▶ [YOUR GOAL]:
Please rewrite the records from the start up to and including the line with "[280,0,426,443]", offsetting every bounding-box coordinate by adding 64 and keeping all other lines unchanged.

** Start of SUPPLIED RECORDS **

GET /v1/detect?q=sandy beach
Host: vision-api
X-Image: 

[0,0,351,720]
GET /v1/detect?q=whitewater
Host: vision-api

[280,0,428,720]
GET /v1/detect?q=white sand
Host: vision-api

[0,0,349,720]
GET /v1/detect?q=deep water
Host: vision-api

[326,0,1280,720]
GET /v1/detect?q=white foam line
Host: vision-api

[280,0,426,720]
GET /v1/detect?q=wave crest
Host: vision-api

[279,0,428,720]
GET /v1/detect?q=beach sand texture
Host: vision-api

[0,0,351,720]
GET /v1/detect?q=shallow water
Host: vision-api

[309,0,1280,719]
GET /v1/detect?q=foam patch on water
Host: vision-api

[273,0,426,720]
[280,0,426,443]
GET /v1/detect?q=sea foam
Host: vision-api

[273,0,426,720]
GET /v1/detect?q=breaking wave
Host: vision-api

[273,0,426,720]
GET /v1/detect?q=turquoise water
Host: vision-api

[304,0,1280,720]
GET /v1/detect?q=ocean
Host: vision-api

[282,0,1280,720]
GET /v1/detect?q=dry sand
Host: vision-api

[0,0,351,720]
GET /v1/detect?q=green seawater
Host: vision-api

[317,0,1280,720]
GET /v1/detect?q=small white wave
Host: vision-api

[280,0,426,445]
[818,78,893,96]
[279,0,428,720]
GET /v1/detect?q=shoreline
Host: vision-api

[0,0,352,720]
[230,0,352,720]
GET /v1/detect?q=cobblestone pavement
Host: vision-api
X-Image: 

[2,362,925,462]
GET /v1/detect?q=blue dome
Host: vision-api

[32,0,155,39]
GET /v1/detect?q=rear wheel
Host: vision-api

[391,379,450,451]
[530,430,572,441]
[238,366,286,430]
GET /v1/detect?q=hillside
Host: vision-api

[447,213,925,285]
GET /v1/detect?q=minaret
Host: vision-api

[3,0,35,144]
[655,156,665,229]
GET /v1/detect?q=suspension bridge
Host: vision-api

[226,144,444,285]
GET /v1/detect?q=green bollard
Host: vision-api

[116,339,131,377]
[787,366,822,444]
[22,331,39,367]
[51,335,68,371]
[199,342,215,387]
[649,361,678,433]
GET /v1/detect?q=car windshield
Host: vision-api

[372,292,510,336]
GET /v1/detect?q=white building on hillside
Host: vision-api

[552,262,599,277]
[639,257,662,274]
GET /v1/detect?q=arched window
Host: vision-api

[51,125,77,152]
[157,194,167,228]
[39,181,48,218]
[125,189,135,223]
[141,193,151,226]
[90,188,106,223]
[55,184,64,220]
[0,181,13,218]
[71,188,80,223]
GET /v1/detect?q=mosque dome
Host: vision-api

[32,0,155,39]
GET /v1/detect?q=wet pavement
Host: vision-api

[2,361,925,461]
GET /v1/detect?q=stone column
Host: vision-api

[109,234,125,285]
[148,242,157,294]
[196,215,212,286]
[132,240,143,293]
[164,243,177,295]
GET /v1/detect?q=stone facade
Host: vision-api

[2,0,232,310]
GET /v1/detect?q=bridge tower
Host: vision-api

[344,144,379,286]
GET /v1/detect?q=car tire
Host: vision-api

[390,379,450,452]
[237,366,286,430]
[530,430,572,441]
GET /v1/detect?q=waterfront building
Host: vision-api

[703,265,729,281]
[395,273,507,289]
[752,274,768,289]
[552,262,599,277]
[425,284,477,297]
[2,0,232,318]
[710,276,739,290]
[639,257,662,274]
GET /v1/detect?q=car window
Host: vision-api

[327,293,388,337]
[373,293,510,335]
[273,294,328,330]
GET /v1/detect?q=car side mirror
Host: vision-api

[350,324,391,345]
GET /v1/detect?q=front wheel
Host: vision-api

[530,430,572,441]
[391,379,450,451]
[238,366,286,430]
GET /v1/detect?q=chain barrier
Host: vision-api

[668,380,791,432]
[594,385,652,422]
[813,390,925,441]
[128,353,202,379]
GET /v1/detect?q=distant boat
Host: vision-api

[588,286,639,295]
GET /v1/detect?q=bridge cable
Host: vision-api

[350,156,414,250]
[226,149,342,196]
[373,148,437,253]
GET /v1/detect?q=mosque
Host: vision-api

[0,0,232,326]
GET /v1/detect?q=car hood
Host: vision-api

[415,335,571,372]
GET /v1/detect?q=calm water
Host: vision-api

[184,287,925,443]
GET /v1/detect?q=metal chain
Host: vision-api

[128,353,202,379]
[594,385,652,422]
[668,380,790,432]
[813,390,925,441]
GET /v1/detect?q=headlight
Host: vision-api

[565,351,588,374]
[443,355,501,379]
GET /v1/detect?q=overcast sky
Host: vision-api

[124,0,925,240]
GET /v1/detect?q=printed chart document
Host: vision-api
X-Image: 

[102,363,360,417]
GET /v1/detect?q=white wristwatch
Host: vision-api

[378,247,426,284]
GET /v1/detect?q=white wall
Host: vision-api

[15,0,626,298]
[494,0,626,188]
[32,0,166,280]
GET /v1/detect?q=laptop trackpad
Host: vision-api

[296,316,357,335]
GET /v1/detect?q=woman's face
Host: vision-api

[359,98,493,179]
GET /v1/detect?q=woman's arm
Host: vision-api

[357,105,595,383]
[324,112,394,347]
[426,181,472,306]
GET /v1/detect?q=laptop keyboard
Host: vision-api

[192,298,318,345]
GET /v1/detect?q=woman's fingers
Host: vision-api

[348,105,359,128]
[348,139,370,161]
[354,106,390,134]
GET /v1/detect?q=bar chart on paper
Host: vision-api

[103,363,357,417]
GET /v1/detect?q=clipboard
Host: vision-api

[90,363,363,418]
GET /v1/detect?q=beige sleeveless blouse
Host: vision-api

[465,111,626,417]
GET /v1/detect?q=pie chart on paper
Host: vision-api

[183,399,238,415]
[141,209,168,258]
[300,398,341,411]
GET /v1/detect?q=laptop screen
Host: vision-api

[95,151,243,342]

** End of SUPPLIED RECORDS **

▶ [RESPONSE TO THIS TASK]:
GET /v1/detect?q=sandy beach
Host: vision-api
X-Image: 

[64,64,415,784]
GET /v1/detect?q=whitewater
Host: vision-api

[344,64,492,784]
GET /v1/detect?q=white sand
Host: vision-api

[64,64,413,784]
GET /v1/detect?q=deep water
Host: vision-api

[390,64,1344,784]
GET /v1/detect?q=white foam line
Host: vision-api

[344,64,490,784]
GET /v1/detect?q=wave crest
Host: vision-api

[343,64,492,784]
GET /v1/detect?q=beach sand texture
Host: vision-api

[64,64,415,784]
GET /v1/detect?q=shallow water
Host: vision-api

[373,64,1344,783]
GET /v1/detect?q=foam patch on water
Host: vision-api

[337,64,490,784]
[344,64,490,507]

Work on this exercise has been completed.